## What you are asked to do
Present the lines of the records from the line containing "Mark every instance of gray chair cushion." through the end of the records, inclusive, as a Markdown table with the columns Row and Line, omitting any blank lines.

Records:
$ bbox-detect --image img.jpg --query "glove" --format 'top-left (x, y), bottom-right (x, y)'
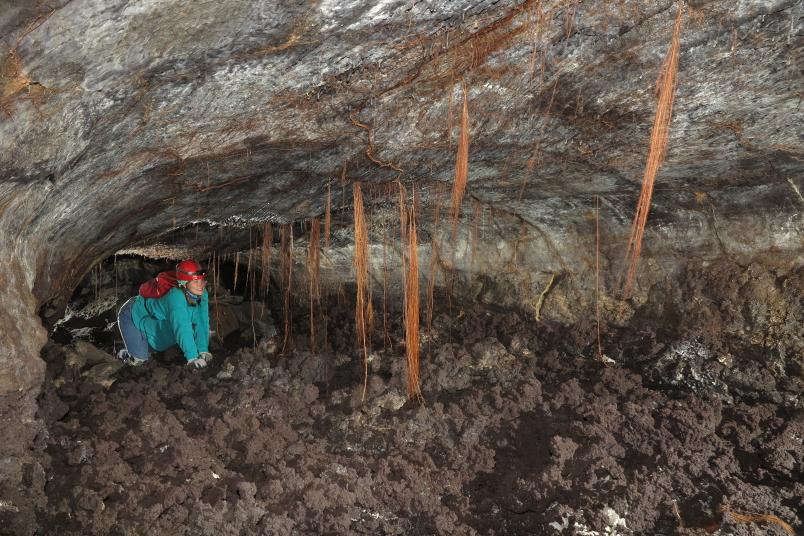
top-left (187, 357), bottom-right (207, 368)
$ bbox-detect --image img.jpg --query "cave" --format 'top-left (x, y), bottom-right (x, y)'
top-left (0, 0), bottom-right (804, 536)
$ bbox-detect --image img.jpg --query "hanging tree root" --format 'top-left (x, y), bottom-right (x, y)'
top-left (533, 272), bottom-right (556, 322)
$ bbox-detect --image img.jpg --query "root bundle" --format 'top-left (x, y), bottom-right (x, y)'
top-left (279, 224), bottom-right (293, 352)
top-left (623, 4), bottom-right (684, 298)
top-left (353, 183), bottom-right (369, 400)
top-left (405, 192), bottom-right (422, 400)
top-left (307, 218), bottom-right (321, 352)
top-left (450, 82), bottom-right (469, 238)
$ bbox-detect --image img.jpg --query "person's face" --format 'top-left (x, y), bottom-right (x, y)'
top-left (187, 279), bottom-right (207, 296)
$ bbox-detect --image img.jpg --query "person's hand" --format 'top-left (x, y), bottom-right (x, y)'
top-left (187, 356), bottom-right (207, 368)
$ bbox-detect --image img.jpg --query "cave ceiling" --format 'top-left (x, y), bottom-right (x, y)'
top-left (0, 0), bottom-right (804, 298)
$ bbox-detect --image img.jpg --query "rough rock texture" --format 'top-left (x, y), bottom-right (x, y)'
top-left (0, 0), bottom-right (804, 527)
top-left (40, 298), bottom-right (804, 536)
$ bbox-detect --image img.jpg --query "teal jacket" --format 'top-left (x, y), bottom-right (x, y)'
top-left (131, 288), bottom-right (209, 361)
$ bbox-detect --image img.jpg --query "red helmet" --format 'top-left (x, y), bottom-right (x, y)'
top-left (176, 259), bottom-right (207, 281)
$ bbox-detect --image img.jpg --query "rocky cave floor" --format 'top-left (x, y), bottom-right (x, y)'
top-left (31, 262), bottom-right (804, 536)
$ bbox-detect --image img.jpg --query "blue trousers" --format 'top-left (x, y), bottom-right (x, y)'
top-left (117, 296), bottom-right (151, 360)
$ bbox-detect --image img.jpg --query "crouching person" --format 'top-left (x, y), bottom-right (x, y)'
top-left (117, 260), bottom-right (212, 368)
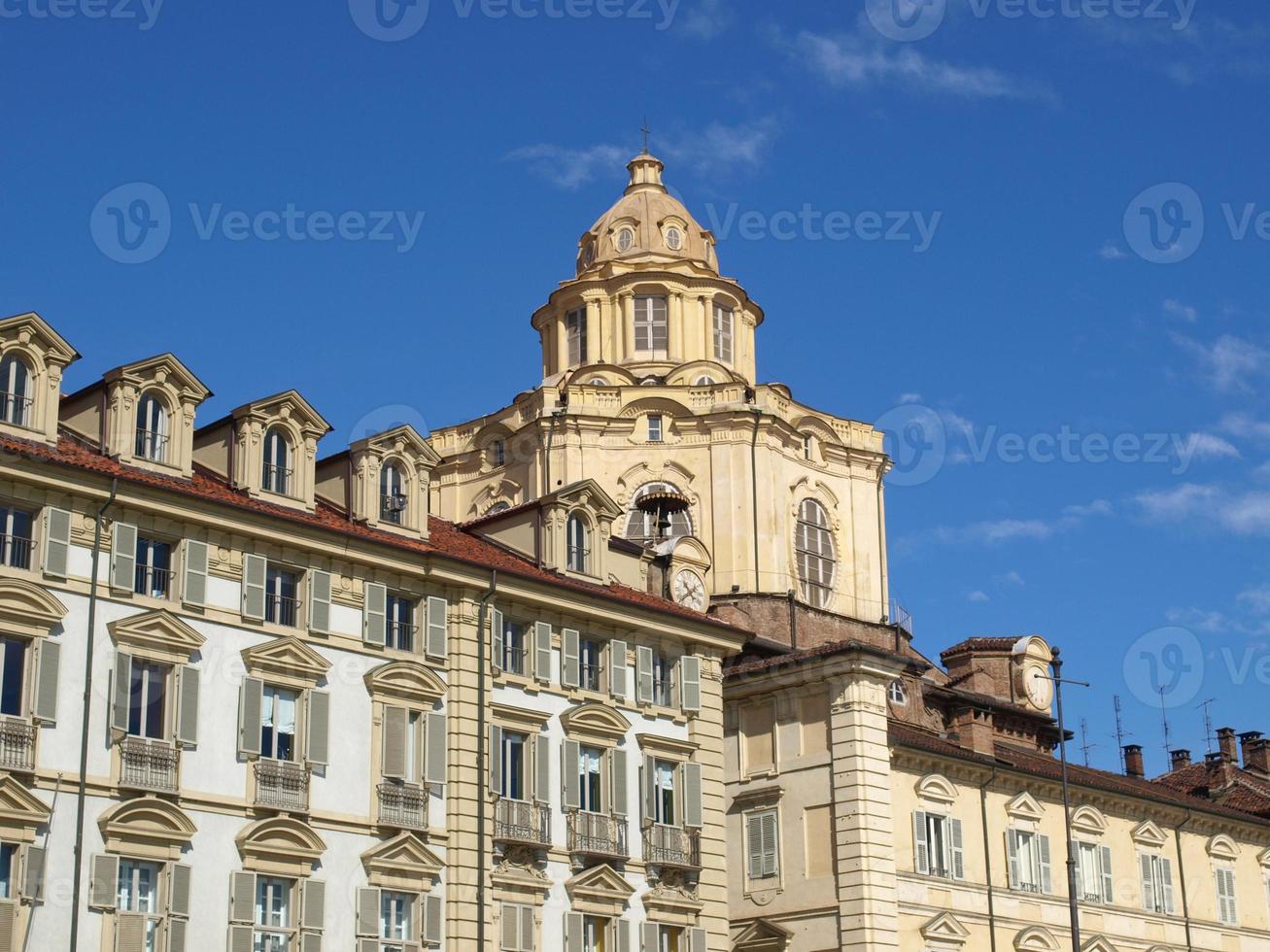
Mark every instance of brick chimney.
[1124,744,1147,779]
[1217,728,1240,765]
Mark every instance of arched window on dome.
[794,499,837,608]
[625,483,692,546]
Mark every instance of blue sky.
[0,0,1270,769]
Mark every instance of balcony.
[566,810,630,860]
[120,737,181,794]
[378,781,428,831]
[0,717,36,770]
[256,761,309,814]
[644,823,701,869]
[494,799,551,847]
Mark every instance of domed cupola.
[578,153,719,278]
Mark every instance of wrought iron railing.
[644,823,701,869]
[566,810,630,860]
[120,737,181,794]
[378,781,428,831]
[256,759,309,812]
[0,717,36,770]
[494,799,551,847]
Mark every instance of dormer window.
[136,393,168,463]
[260,426,293,496]
[0,355,32,426]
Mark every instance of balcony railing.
[644,823,701,869]
[120,737,181,794]
[256,761,309,812]
[0,717,36,770]
[378,781,428,831]
[566,810,630,860]
[494,799,551,847]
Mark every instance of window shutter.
[21,847,49,902]
[489,608,503,671]
[948,817,965,880]
[181,539,207,607]
[357,889,380,938]
[560,740,582,810]
[111,651,132,733]
[913,810,931,876]
[608,641,626,700]
[423,713,450,785]
[111,522,137,592]
[533,622,551,684]
[306,691,330,766]
[608,749,630,819]
[168,864,194,918]
[384,707,410,781]
[177,665,199,746]
[239,678,264,761]
[33,638,62,724]
[309,568,331,634]
[361,581,389,645]
[43,506,70,583]
[243,554,269,622]
[679,655,701,711]
[683,763,704,829]
[87,854,120,909]
[425,595,450,658]
[560,629,582,688]
[635,645,653,704]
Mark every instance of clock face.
[674,568,706,612]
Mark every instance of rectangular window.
[132,535,171,597]
[128,658,170,740]
[564,307,587,367]
[0,636,30,717]
[260,684,299,761]
[264,564,299,629]
[0,506,34,568]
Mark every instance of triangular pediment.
[243,636,330,684]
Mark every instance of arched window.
[260,426,292,496]
[136,393,168,463]
[626,483,692,546]
[566,513,591,572]
[380,463,408,526]
[0,355,30,426]
[794,499,835,608]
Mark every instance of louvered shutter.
[560,740,582,810]
[33,638,62,724]
[913,810,931,876]
[87,854,120,909]
[679,655,701,711]
[177,665,199,746]
[608,641,626,700]
[306,691,330,766]
[111,522,137,592]
[425,595,450,658]
[239,678,264,755]
[181,539,207,608]
[243,555,269,622]
[361,581,389,645]
[560,629,582,688]
[384,707,410,781]
[357,889,380,938]
[309,568,331,634]
[635,645,653,704]
[43,506,71,579]
[423,713,448,783]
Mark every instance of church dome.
[578,153,719,278]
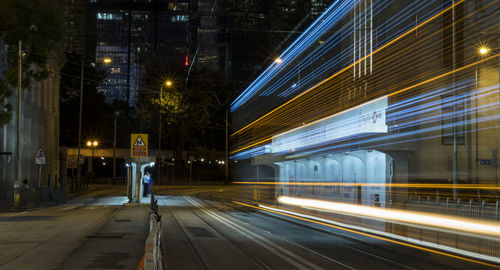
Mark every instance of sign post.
[35,148,47,187]
[130,134,148,157]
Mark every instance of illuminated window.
[172,15,189,22]
[168,2,189,11]
[441,96,465,145]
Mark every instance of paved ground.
[157,187,500,270]
[0,186,496,270]
[0,186,149,270]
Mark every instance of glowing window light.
[479,47,490,55]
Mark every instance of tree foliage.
[0,0,63,126]
[140,61,232,156]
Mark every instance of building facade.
[230,1,500,207]
[89,0,190,106]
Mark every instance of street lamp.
[113,111,120,185]
[158,80,175,186]
[87,140,99,185]
[479,47,490,56]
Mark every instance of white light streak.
[278,196,500,236]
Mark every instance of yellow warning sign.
[130,134,148,157]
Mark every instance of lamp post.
[158,80,173,186]
[474,46,489,184]
[14,40,23,189]
[87,140,99,185]
[113,111,120,185]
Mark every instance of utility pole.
[76,56,84,191]
[224,108,229,185]
[113,111,119,184]
[158,86,163,184]
[14,40,23,185]
[451,1,458,200]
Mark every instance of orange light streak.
[231,0,464,136]
[233,201,500,269]
[233,181,500,190]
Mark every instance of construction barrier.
[137,198,163,270]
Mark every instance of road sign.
[35,148,47,165]
[479,159,492,165]
[66,155,78,169]
[130,134,148,157]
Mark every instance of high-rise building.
[192,0,331,82]
[89,0,189,105]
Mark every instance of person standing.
[142,172,150,197]
[148,172,153,197]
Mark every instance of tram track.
[169,190,496,269]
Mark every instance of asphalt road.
[0,186,149,270]
[157,187,500,269]
[0,186,494,270]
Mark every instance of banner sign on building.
[66,155,78,169]
[265,96,388,153]
[35,148,47,165]
[130,134,148,157]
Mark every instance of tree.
[0,0,63,126]
[140,61,232,160]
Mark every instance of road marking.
[233,201,500,269]
[185,196,344,269]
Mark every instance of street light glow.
[479,47,490,55]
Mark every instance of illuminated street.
[158,186,492,269]
[0,0,500,270]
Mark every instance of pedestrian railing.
[137,194,163,270]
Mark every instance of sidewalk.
[58,205,149,270]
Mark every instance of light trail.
[278,196,500,237]
[233,201,500,269]
[232,179,500,190]
[231,0,464,136]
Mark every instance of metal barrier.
[137,194,163,270]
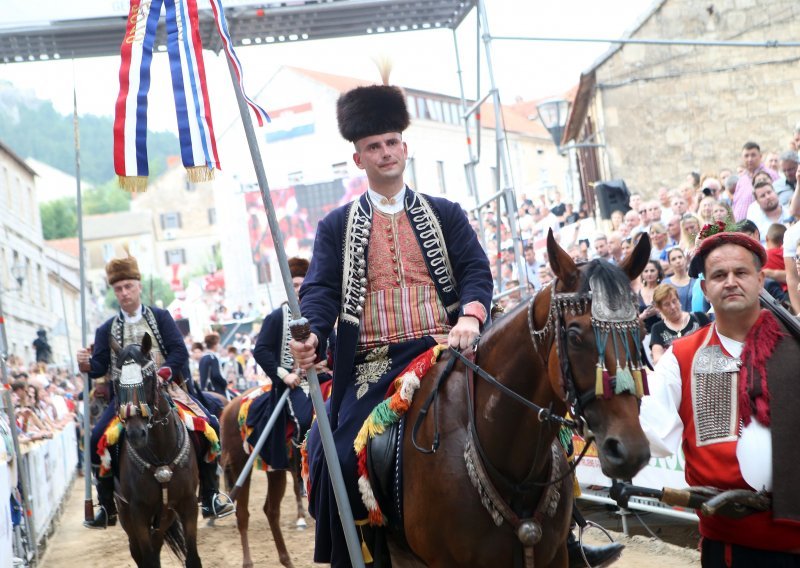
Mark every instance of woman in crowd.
[636,260,664,333]
[664,247,694,311]
[711,201,733,225]
[650,284,710,363]
[697,196,718,225]
[680,213,702,254]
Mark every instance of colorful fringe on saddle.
[236,384,272,471]
[97,403,220,477]
[353,345,446,526]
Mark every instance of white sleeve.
[639,347,683,457]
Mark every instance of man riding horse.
[77,255,233,529]
[290,86,620,567]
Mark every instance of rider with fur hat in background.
[77,255,233,529]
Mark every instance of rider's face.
[113,280,142,314]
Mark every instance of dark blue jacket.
[300,188,493,428]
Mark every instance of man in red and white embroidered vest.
[291,85,492,567]
[641,232,800,567]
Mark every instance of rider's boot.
[198,459,236,519]
[83,472,117,529]
[567,531,625,568]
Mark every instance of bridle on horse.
[412,277,646,566]
[112,358,191,506]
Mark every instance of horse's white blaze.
[119,363,144,386]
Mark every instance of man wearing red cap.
[641,231,800,567]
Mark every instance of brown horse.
[111,333,202,568]
[220,389,306,568]
[389,233,650,568]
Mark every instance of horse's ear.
[547,229,578,291]
[142,331,153,355]
[619,233,650,280]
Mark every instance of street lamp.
[536,99,569,150]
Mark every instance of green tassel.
[594,365,604,396]
[558,426,572,452]
[631,369,644,398]
[614,367,636,394]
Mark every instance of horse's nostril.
[603,438,627,462]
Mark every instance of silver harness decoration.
[691,326,741,446]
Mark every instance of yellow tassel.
[594,367,603,396]
[356,519,374,564]
[117,176,147,193]
[631,369,644,398]
[186,166,214,183]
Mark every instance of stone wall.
[593,0,800,195]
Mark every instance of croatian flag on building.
[266,103,314,142]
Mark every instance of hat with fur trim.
[289,256,309,278]
[336,85,411,142]
[689,227,767,278]
[106,255,142,286]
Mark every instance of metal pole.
[72,82,94,521]
[478,0,528,296]
[0,282,39,564]
[56,259,76,373]
[223,54,364,568]
[491,36,800,48]
[229,387,291,501]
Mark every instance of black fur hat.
[336,85,411,142]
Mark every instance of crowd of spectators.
[478,135,800,361]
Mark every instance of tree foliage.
[105,276,175,311]
[39,197,78,241]
[0,91,180,185]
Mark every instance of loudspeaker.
[594,179,631,219]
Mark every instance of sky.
[0,0,653,132]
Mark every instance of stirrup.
[211,491,236,519]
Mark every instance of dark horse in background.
[111,333,202,568]
[384,232,650,568]
[220,389,306,568]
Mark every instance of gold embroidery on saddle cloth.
[356,345,392,399]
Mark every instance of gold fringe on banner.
[186,166,214,183]
[117,176,147,193]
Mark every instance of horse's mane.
[578,258,631,298]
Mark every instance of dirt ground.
[41,474,700,568]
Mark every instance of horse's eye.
[567,327,583,346]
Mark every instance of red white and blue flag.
[114,0,269,191]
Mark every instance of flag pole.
[72,69,94,521]
[226,58,364,568]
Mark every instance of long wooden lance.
[227,55,364,568]
[229,388,291,501]
[72,82,94,521]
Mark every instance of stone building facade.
[565,0,800,202]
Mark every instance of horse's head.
[111,333,159,449]
[534,231,650,479]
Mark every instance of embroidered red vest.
[672,324,800,553]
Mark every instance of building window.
[161,211,181,229]
[103,243,115,264]
[164,249,186,266]
[436,160,447,195]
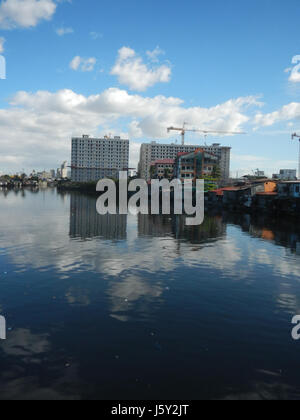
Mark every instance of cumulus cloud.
[146,46,165,63]
[0,0,56,29]
[0,37,5,54]
[70,56,97,72]
[111,47,171,92]
[0,88,259,171]
[55,27,74,36]
[254,102,300,127]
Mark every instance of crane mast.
[292,133,300,179]
[168,123,246,146]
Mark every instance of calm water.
[0,190,300,399]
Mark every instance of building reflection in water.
[138,215,226,244]
[223,213,300,255]
[70,194,127,240]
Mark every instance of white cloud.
[55,27,74,36]
[0,0,57,29]
[0,88,259,171]
[254,102,300,127]
[70,56,97,72]
[0,37,5,54]
[146,46,165,63]
[111,47,171,92]
[284,55,300,83]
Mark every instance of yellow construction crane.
[168,123,246,146]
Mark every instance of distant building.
[139,141,231,181]
[277,181,300,198]
[175,149,220,181]
[273,169,297,181]
[150,159,175,179]
[71,135,129,182]
[61,161,68,178]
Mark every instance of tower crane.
[168,123,246,146]
[292,133,300,179]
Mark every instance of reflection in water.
[138,215,226,244]
[0,190,300,399]
[70,194,127,240]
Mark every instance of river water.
[0,189,300,400]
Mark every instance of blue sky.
[0,0,300,175]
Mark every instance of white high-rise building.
[71,135,129,182]
[61,161,68,178]
[139,141,231,181]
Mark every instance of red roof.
[151,159,175,166]
[212,187,241,196]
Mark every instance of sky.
[0,0,300,176]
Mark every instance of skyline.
[0,0,300,175]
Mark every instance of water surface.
[0,189,300,400]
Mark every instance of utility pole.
[292,133,300,179]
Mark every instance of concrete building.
[175,149,220,182]
[61,161,68,178]
[273,169,297,181]
[71,135,129,182]
[277,181,300,198]
[139,141,231,181]
[150,159,175,179]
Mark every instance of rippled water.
[0,190,300,399]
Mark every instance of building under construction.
[139,141,231,182]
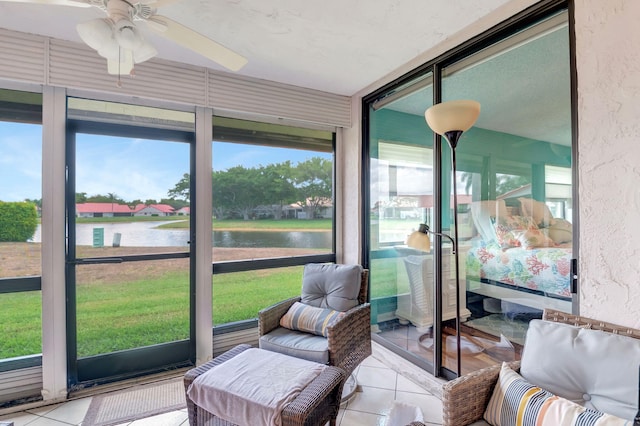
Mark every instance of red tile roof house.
[76,203,133,217]
[133,204,176,216]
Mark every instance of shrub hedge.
[0,201,38,242]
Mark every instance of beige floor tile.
[25,402,66,416]
[20,417,71,426]
[338,410,385,426]
[43,398,91,425]
[345,386,396,416]
[360,356,389,368]
[396,391,442,424]
[130,410,188,426]
[356,365,398,389]
[0,411,38,426]
[396,374,429,394]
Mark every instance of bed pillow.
[545,219,573,244]
[280,302,344,337]
[494,216,555,250]
[471,200,508,243]
[484,362,630,426]
[518,197,553,228]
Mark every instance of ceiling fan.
[0,0,247,75]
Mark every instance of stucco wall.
[575,0,640,328]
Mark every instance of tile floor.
[0,357,442,426]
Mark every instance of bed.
[465,198,573,312]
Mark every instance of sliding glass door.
[67,99,195,389]
[365,5,577,377]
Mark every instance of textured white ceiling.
[0,0,509,95]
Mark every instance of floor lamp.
[407,100,480,377]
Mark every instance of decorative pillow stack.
[518,197,553,228]
[280,302,344,337]
[494,216,556,250]
[484,363,631,426]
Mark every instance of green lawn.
[0,266,302,359]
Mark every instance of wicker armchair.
[442,309,640,426]
[258,264,371,395]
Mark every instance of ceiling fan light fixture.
[113,19,142,50]
[133,39,158,64]
[76,19,113,51]
[98,35,121,61]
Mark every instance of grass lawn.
[0,266,302,359]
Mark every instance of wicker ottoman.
[184,345,347,426]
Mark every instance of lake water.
[32,221,331,249]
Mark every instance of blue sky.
[0,122,331,201]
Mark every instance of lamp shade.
[424,100,480,135]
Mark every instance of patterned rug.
[82,378,187,426]
[465,314,529,345]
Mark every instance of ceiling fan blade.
[149,0,180,8]
[149,15,247,71]
[2,0,91,7]
[107,49,133,75]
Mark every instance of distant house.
[76,203,133,217]
[133,204,176,216]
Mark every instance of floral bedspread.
[465,240,572,297]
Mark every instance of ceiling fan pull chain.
[116,46,122,89]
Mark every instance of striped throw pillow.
[484,363,632,426]
[280,302,344,337]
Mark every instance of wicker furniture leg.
[184,345,347,426]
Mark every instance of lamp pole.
[425,100,480,377]
[444,130,462,377]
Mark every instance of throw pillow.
[484,363,630,426]
[495,216,555,250]
[280,302,344,337]
[546,219,573,244]
[518,197,553,228]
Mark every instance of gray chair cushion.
[301,263,362,312]
[520,320,640,419]
[258,327,329,364]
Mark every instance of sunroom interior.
[0,0,638,422]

## Exercise answer
| Row | Line |
|---|---|
| 1 | Mark every instance of gray chair cushion. |
| 2 | [301,263,362,312] |
| 3 | [520,320,640,419] |
| 4 | [258,327,329,364] |
| 5 | Mark every instance of sunroom interior. |
| 6 | [0,0,638,422] |